Records from a dataset
● ● ● ● ●
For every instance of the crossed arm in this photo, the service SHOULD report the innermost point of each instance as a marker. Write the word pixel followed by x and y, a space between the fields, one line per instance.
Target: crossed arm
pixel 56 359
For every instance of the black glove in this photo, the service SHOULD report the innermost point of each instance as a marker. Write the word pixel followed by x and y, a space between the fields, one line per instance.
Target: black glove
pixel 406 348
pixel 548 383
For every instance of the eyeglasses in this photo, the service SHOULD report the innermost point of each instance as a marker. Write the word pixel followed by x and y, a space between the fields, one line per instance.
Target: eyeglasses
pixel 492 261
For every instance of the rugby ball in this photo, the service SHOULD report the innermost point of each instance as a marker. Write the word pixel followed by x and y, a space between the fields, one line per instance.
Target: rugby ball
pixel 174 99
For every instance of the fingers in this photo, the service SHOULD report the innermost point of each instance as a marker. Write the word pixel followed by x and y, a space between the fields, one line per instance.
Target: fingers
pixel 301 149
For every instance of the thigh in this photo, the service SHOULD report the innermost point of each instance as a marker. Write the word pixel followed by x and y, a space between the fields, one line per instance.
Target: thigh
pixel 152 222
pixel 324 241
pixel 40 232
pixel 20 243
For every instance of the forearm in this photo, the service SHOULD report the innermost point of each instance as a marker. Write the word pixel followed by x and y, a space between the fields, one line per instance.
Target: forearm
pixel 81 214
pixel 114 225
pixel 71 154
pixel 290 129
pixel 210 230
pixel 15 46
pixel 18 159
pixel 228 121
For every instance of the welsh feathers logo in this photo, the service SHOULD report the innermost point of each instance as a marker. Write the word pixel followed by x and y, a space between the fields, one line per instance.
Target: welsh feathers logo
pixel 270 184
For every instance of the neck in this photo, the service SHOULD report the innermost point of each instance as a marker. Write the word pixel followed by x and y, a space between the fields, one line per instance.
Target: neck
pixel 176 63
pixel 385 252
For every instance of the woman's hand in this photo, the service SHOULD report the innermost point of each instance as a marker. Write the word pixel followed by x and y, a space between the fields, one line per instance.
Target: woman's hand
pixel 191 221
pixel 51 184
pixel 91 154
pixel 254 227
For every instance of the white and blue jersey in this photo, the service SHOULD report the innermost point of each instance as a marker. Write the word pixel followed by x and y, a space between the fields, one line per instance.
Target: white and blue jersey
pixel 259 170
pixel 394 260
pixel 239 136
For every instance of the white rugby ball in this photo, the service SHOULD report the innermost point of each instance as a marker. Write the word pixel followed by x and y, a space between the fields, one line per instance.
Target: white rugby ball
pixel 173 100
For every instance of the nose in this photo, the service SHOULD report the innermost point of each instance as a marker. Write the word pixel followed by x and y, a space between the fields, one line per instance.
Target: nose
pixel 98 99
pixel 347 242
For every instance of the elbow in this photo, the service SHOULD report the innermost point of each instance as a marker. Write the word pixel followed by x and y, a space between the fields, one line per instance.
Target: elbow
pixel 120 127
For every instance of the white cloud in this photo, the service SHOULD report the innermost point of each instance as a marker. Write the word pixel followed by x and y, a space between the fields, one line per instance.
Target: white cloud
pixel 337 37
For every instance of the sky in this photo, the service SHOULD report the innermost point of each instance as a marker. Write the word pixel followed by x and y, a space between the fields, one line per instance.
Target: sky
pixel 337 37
● ● ● ● ●
▶ **Work instructions**
Could you rewrite the records as a Markdown table with the columns Row and Line, starting with the line with "For every instance of the white and" and going on through the line with "pixel 173 100"? Give each line its own numbered row, and leave out blank lines.

▶ **Result below**
| Row | Line |
|---|---|
| 1 | For every instance of the white and blue jersey in this photo, the service SHOULD report the innermost point of each instance as a marker. Write the word pixel followed by x and y, a space between the fields, one line per instance. |
| 2 | Target: white and blue jersey |
| 3 | pixel 259 170 |
| 4 | pixel 394 260 |
| 5 | pixel 239 136 |
| 6 | For every instance of the white rugby ball in this photo, the service SHOULD report the innermost point of each instance as a marker. Write the word pixel followed by x and y, a space between the fields, one line per instance. |
| 7 | Target: white rugby ball |
| 8 | pixel 173 100 |